» INSTRUCTIONS FOR THE TASK
A faithful copy of the listing below is required.

» DATA EXCERPTS
****************************************

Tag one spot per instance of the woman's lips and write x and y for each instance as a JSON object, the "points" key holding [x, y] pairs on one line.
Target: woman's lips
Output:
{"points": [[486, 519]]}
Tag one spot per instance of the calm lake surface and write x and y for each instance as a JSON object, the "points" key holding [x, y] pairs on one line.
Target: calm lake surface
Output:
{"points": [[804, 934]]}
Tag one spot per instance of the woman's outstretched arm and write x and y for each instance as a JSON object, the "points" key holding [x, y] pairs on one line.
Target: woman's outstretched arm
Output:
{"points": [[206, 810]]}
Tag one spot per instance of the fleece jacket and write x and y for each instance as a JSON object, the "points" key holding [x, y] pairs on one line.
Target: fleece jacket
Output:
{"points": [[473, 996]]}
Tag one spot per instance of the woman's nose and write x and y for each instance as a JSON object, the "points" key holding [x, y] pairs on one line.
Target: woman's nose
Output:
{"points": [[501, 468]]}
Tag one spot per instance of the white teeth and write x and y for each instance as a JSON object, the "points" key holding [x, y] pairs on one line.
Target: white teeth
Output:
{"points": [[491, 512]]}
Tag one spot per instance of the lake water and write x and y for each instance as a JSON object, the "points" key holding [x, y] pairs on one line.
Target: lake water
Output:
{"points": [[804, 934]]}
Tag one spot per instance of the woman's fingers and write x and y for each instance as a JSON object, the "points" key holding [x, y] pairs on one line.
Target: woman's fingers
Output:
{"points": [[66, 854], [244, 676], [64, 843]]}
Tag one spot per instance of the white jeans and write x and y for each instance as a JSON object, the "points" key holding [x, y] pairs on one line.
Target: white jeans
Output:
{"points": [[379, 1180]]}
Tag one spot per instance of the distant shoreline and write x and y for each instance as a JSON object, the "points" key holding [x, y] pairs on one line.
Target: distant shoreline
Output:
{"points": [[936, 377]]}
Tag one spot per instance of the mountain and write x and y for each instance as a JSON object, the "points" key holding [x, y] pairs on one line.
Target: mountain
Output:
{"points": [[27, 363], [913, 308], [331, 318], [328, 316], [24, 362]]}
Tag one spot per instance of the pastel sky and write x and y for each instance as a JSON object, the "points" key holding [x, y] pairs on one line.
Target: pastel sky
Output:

****************************************

» SOLUTION BELOW
Tag one spot per instance of the woman's lips and write x and y for each instance as a JSON object, the "points" key holding [x, y] pairs on one line.
Target: woman's lips
Output:
{"points": [[486, 519]]}
Tag one spot per instance of the calm lake surface and write x and y for each instance as a JSON object, the "points" key holding [x, y] pairs on one line.
Target: calm lake surface
Output:
{"points": [[804, 934]]}
Tag one spot per instance of the woman's outstretched arm and write x and y for each instance as a JSON object, the "points" key holding [x, y] pairs on one line.
Target: woman's outstretched arm
Output:
{"points": [[206, 810]]}
Tag one spot per instance of the fleece jacket and write x and y for each instance as a JSON object, the "points" key holding [x, y] pairs on one line.
Target: fleece jacket
Output:
{"points": [[473, 996]]}
Tag one spot per instance of the woman's nose and write x and y for each instance as a JSON object, the "points" key holding [x, y] pairs on one line.
Target: woman's nose
Output:
{"points": [[501, 468]]}
Tag one spot per instance of the white teeth and write x and y for each instance as a JSON object, the "points" key holding [x, y] pairs on one line.
Target: white teeth
Output:
{"points": [[491, 512]]}
Tag one spot per instance of the lake water and write x and y for each instance as a JSON object, the "points" key holding [x, y] pairs on one line.
Target: lake water
Output:
{"points": [[804, 934]]}
Tag one spot per instance of the woman's fingers and write x and y for each instance as a JSON object, the "points" key holding [x, y] pairs on one line.
Target: woman's fingers
Output:
{"points": [[66, 854], [244, 676], [64, 843]]}
Tag one spot per instance of the white jeans and write x and y for each instance as a JSON object, the "points" key holding [x, y] pairs on one line.
Target: white jeans
Output:
{"points": [[379, 1180]]}
Tag one spot per instance of the distant shoreline and write x and y for each instance as a JSON object, the "points" key holding [x, y] pairs on one line.
Target: distant shoreline
Output:
{"points": [[936, 377]]}
Tag one spot per instance of the mountain and write x and y for each instance as a JSON object, the "points" key holding [x, y] pairs on one line.
Target: mountain
Output:
{"points": [[27, 363], [913, 308], [331, 318], [328, 316], [24, 362]]}
Tag one spot per instance of the pastel sky and write x and y for each instance as a JSON object, the "points" key holding [x, y] pairs on one line.
Target: pastel sky
Output:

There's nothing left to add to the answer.